● **Problem details**
In the records below, find the line containing "of the metal", then extract that line and all subsequent lines exactly, leaving out everything else.

● **Data extract**
--- Begin ---
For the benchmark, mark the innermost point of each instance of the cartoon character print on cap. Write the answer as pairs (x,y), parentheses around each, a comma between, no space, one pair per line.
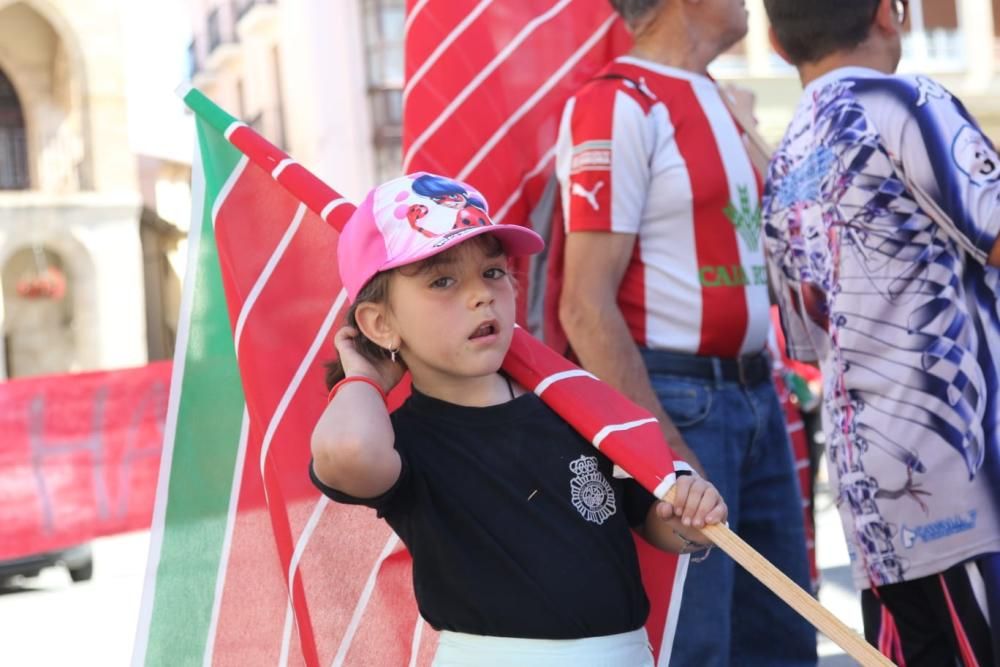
(471,210)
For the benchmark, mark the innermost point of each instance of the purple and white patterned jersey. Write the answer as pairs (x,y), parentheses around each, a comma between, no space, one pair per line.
(899,308)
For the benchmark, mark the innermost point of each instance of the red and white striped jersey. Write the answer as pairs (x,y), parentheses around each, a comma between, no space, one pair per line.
(653,151)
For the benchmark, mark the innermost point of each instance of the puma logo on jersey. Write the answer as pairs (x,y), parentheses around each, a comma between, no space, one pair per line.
(929,89)
(589,195)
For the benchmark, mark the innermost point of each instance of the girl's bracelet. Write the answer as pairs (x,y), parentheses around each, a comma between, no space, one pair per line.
(357,378)
(691,547)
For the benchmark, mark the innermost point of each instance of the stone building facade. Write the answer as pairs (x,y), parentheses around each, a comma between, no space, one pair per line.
(71,255)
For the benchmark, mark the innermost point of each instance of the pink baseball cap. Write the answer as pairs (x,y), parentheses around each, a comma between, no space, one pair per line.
(414,217)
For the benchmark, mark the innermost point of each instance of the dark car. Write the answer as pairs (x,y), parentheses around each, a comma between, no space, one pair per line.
(79,560)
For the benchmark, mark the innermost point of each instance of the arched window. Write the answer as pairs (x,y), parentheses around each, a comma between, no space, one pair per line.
(13,145)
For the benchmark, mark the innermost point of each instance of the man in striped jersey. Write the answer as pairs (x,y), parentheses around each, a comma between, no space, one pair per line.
(883,215)
(665,297)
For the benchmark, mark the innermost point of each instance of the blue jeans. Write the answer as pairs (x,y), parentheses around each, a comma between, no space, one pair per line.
(738,432)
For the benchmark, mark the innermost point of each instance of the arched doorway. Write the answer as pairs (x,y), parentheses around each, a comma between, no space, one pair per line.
(38,326)
(13,142)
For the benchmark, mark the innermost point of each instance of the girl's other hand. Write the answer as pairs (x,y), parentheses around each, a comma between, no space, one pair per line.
(386,372)
(696,503)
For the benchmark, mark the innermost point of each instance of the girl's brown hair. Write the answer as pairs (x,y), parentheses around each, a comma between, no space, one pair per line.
(376,290)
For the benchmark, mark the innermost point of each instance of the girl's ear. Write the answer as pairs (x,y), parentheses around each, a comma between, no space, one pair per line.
(376,325)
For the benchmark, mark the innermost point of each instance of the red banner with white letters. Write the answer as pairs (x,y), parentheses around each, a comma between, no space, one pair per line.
(79,456)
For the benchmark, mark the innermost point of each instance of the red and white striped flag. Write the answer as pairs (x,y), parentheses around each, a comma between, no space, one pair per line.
(249,564)
(486,81)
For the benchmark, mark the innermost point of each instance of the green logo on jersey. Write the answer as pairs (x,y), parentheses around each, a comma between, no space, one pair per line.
(746,219)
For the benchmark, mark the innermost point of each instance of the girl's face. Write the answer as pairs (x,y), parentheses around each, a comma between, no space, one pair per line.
(455,316)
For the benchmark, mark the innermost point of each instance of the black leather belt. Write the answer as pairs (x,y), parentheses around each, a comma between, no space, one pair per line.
(747,370)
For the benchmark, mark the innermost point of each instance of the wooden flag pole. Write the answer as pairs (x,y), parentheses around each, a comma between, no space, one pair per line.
(805,604)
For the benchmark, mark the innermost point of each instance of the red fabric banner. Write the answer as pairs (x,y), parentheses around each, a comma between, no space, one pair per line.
(79,456)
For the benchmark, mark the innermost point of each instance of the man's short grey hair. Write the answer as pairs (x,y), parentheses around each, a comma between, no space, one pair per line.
(633,10)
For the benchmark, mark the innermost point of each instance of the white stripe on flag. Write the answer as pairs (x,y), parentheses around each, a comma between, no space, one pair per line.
(359,608)
(418,633)
(498,60)
(535,97)
(293,568)
(614,428)
(445,43)
(411,16)
(265,275)
(328,209)
(227,542)
(286,635)
(284,164)
(173,405)
(556,377)
(235,125)
(538,168)
(300,373)
(228,187)
(673,610)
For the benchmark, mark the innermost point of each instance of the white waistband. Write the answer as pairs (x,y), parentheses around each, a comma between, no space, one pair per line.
(629,649)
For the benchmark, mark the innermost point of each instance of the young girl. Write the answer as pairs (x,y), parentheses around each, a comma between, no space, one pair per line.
(519,533)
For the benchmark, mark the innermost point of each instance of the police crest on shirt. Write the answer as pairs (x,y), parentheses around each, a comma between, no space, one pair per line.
(590,491)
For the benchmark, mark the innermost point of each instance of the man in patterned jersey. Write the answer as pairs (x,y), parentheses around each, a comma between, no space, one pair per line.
(665,297)
(882,216)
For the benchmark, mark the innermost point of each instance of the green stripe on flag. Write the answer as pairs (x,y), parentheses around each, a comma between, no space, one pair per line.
(205,447)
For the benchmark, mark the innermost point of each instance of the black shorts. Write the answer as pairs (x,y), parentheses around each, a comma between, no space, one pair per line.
(937,620)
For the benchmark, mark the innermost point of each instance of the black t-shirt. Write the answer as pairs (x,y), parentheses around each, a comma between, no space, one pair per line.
(516,525)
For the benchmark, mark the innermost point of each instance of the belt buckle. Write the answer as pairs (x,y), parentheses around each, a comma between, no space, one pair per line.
(742,364)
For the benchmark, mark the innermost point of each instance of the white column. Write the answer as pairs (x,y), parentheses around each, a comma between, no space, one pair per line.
(918,34)
(3,338)
(758,46)
(975,21)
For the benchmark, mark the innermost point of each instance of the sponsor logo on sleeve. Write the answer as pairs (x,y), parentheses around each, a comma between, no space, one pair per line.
(928,89)
(938,530)
(974,157)
(591,156)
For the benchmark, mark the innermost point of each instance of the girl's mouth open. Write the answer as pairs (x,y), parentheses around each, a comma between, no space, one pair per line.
(485,330)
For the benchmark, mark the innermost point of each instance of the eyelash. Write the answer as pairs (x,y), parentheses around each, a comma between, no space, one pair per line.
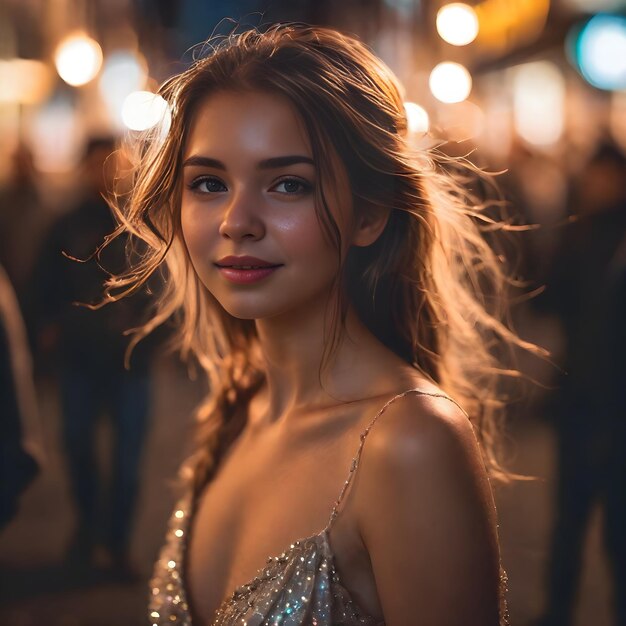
(305,187)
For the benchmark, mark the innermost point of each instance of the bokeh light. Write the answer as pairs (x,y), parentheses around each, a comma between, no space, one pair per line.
(417,118)
(124,71)
(78,59)
(24,81)
(143,110)
(450,82)
(461,121)
(457,24)
(601,52)
(538,102)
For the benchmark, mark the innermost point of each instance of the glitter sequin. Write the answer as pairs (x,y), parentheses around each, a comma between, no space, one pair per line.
(301,587)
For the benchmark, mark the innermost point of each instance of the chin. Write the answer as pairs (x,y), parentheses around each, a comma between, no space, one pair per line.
(249,310)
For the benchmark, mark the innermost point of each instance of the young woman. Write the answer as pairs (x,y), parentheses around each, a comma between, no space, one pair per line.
(325,276)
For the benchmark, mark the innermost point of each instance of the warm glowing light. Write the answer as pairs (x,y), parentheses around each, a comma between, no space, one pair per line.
(539,97)
(461,121)
(123,72)
(24,81)
(457,24)
(417,118)
(143,110)
(601,52)
(78,59)
(450,82)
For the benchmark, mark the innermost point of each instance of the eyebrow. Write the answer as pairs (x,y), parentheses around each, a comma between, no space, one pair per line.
(266,164)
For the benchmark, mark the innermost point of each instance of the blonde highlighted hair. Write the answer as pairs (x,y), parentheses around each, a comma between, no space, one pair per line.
(431,287)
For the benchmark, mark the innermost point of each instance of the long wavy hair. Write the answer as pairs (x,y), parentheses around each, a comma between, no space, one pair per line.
(431,288)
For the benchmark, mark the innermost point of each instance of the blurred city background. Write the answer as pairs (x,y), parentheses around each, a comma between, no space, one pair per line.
(534,89)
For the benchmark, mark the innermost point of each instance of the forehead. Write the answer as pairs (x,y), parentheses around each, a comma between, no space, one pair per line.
(257,123)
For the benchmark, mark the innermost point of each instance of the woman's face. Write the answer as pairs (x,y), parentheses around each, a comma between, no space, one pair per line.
(248,207)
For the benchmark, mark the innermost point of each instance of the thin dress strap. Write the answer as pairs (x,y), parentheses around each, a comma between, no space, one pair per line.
(355,461)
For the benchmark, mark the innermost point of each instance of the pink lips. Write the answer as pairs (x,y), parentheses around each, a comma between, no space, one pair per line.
(245,270)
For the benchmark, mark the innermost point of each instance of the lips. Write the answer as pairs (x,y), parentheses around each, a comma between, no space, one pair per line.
(245,263)
(245,270)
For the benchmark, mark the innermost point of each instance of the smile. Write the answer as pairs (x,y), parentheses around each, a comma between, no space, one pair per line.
(246,274)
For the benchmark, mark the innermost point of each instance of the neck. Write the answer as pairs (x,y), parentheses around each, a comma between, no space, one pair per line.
(301,373)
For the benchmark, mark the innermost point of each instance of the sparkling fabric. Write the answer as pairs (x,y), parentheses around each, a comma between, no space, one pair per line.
(300,587)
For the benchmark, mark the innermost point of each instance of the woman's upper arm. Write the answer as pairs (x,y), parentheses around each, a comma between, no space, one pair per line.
(427,517)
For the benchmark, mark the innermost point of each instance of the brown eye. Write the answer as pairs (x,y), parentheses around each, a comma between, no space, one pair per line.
(292,186)
(206,184)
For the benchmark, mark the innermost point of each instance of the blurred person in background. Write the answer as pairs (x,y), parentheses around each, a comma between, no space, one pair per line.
(586,289)
(89,348)
(321,272)
(23,222)
(20,437)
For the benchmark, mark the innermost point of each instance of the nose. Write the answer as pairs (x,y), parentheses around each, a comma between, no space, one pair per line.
(242,218)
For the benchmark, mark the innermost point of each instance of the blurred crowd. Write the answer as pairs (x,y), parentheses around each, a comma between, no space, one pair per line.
(54,333)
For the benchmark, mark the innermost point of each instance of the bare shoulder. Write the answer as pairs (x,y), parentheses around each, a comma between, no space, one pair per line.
(426,515)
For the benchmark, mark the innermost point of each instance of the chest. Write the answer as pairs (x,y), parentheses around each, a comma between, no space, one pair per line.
(267,493)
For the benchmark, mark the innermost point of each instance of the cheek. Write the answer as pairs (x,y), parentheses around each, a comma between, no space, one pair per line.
(303,237)
(198,236)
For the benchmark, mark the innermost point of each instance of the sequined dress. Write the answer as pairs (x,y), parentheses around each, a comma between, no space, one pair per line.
(300,587)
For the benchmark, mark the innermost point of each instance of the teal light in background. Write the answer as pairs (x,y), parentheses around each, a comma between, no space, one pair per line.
(599,51)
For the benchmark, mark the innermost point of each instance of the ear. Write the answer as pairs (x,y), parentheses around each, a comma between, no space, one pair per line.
(370,223)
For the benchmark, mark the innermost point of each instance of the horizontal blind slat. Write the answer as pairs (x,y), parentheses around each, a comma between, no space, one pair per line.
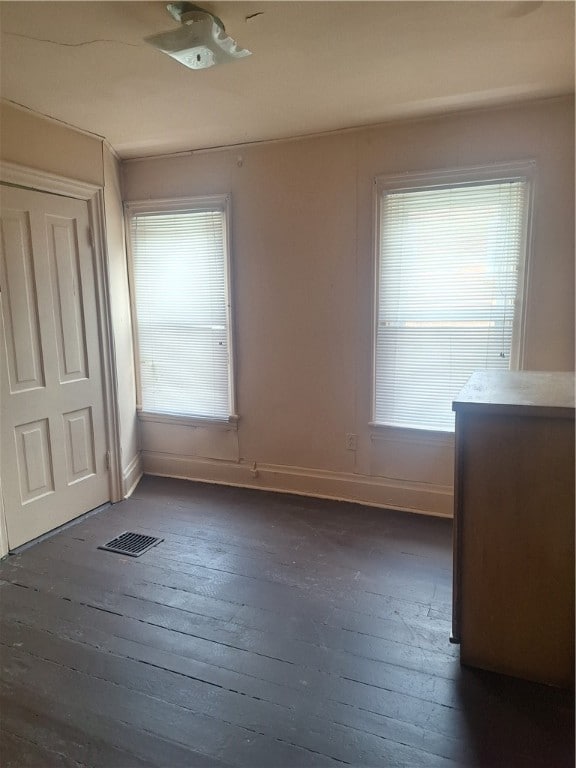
(181,307)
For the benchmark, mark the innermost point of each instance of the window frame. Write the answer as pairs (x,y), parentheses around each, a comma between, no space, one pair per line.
(523,170)
(222,203)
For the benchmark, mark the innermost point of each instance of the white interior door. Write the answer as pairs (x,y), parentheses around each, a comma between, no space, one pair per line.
(53,437)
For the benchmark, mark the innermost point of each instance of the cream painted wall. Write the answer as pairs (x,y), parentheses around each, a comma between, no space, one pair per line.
(36,142)
(302,227)
(121,322)
(31,140)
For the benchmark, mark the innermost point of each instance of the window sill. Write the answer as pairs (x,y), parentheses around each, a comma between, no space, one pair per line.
(189,421)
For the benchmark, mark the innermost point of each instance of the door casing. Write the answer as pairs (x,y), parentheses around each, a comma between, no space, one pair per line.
(40,181)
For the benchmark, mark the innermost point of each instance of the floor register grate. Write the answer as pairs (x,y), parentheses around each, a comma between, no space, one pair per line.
(131,544)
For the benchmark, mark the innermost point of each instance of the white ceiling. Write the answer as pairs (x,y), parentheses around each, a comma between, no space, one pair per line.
(316,66)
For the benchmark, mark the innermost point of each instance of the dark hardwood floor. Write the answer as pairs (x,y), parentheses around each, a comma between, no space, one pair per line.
(265,630)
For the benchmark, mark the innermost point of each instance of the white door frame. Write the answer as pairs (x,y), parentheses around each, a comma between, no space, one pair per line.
(42,181)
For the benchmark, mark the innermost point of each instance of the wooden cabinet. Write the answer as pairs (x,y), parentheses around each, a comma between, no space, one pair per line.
(513,608)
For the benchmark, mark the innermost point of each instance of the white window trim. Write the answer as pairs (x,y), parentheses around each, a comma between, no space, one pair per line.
(516,170)
(207,202)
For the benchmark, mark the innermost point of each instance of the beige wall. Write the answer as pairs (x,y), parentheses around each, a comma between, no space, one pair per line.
(302,259)
(121,322)
(35,142)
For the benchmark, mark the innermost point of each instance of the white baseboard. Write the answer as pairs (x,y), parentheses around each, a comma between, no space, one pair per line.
(131,475)
(422,498)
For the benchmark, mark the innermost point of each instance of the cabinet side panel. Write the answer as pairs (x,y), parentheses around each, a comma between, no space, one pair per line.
(517,557)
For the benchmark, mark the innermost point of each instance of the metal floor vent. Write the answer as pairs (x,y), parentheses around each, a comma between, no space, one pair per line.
(131,544)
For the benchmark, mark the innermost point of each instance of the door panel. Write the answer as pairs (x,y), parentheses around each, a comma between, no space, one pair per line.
(21,313)
(53,442)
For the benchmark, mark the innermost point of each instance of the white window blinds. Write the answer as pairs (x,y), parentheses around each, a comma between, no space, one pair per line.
--- End ---
● **Exercise answer**
For the benchmark, mark the innermost point of each instance of the metal floor vent. Write the answer as pairs (x,y), parentheses around each, a comma between, no space, one pair per line.
(131,544)
For the benchmark, mark the innermost point of each instance of the door panel. Write the answer as pairs (x,y), parentheses around each, a comma between, no space, one pair per line.
(21,313)
(53,442)
For the benchmark, mark the innermost point of each instance of the white window blinds. Write the answer as pairs (x,y), parentheses around each, a comma between, no space, one pair per line.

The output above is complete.